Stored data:
START

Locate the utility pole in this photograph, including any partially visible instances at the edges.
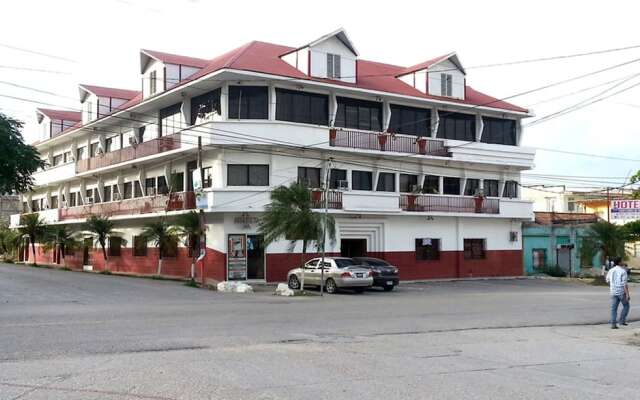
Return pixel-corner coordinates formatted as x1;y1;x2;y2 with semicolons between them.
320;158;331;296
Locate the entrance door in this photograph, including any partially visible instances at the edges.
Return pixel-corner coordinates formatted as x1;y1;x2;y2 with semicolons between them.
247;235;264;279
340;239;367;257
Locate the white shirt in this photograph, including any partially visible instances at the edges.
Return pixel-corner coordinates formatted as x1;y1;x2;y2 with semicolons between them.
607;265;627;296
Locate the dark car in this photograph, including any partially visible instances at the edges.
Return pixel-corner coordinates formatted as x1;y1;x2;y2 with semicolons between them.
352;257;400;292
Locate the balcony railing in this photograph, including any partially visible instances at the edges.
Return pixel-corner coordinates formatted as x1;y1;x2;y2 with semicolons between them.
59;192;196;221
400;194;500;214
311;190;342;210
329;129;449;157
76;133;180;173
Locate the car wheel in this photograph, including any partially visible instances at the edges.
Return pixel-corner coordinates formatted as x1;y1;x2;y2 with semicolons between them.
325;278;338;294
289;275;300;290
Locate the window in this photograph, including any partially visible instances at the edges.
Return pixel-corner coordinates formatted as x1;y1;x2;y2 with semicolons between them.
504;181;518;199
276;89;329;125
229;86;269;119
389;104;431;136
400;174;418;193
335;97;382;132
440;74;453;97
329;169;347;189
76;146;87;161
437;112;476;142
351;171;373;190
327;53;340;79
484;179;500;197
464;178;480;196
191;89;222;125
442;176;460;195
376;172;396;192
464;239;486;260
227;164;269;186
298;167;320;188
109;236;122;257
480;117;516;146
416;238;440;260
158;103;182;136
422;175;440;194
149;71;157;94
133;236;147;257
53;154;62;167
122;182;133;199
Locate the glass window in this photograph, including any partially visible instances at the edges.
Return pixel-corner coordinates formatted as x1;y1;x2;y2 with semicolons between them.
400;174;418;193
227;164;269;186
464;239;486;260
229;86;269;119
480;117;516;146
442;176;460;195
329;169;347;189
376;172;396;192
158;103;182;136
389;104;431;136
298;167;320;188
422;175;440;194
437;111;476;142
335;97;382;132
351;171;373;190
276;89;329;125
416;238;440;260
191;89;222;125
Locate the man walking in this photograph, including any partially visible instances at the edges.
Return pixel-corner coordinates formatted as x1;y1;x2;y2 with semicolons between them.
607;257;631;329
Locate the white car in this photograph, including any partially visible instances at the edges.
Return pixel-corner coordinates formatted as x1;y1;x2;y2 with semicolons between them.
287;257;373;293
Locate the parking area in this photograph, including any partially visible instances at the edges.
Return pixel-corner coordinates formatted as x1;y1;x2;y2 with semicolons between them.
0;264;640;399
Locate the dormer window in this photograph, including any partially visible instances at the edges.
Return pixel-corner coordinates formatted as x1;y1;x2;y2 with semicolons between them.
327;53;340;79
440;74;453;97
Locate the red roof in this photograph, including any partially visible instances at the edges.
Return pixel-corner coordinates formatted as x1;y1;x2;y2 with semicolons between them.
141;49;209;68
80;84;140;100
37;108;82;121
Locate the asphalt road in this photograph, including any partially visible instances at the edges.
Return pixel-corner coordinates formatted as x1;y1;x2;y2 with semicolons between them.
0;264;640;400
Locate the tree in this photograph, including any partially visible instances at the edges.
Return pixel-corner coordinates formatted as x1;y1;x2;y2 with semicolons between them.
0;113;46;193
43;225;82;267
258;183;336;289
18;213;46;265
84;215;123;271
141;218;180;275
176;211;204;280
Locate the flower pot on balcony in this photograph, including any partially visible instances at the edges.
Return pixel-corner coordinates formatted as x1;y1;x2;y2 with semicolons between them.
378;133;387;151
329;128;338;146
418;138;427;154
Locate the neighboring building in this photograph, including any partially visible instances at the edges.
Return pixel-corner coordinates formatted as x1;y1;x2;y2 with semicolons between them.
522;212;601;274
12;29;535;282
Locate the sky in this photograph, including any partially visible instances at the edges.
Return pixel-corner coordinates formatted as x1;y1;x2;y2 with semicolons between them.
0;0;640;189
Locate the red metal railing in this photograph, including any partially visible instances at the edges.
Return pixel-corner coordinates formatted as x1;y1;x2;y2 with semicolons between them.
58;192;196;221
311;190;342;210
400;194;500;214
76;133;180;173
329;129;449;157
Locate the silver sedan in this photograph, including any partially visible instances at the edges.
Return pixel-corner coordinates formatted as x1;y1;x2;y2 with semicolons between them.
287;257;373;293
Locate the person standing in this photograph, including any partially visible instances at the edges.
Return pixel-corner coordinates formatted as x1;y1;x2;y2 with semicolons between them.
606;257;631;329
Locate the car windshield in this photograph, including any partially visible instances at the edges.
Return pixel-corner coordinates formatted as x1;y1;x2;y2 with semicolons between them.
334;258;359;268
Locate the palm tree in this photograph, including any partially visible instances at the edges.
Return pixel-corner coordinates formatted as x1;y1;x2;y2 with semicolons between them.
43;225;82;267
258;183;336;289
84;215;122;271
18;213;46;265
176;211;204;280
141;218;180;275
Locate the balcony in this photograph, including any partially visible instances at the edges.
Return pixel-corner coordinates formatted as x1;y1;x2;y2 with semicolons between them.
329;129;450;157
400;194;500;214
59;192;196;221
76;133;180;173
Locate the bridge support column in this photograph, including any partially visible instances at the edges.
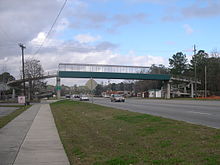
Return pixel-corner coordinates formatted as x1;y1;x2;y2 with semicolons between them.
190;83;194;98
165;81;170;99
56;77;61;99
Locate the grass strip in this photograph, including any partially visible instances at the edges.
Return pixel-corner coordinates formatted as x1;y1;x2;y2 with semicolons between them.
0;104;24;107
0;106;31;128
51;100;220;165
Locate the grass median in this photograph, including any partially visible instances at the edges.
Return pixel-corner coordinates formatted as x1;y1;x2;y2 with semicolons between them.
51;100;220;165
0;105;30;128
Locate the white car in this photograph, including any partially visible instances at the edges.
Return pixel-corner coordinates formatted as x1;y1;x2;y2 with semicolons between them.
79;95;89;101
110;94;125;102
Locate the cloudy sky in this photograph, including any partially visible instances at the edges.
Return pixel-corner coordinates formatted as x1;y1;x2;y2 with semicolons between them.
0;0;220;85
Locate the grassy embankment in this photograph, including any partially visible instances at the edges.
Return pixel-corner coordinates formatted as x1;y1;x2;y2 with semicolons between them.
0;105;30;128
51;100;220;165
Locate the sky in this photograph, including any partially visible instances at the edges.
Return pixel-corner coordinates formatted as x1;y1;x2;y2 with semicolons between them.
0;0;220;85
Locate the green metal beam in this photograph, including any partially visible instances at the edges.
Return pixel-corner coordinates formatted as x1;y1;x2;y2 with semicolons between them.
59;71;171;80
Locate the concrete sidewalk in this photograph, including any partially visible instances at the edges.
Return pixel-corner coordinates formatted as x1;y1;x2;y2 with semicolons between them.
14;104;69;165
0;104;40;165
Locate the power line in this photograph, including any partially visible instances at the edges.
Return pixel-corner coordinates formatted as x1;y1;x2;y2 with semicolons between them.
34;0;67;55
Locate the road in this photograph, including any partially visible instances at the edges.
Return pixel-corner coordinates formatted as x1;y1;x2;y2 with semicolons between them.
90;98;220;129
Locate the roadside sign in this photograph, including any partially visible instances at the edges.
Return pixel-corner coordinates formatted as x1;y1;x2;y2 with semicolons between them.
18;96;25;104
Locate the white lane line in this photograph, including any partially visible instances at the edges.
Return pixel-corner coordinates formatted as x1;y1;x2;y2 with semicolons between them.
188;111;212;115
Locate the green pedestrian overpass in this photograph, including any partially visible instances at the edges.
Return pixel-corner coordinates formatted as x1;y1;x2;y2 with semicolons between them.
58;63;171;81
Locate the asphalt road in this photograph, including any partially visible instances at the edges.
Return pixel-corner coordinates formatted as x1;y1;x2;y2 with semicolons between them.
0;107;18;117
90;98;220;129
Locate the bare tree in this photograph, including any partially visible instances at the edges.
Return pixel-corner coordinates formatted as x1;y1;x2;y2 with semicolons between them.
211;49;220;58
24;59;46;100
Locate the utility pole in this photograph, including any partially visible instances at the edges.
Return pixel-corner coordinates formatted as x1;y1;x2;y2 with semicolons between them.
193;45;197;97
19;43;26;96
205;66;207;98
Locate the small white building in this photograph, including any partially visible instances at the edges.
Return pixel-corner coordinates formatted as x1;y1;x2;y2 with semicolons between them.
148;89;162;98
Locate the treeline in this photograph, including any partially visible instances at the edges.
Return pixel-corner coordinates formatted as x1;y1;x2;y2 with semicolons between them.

END

▶ _The problem_: Render the data from the line with "Locate the white shirt" up to and including the line with "607;265;627;296" as a Markdown table. Use the columns Row and Data line, and skip any blank lines.

▶ _Final result_:
| Row | Data line |
|---|---|
| 1 | Locate the white shirt in this photograph, including any partially visible instances at the edges. |
| 2 | Return pixel-corner coordinates formatted as x1;y1;x2;y2 with semicolons between them. |
| 3 | 607;265;627;296 |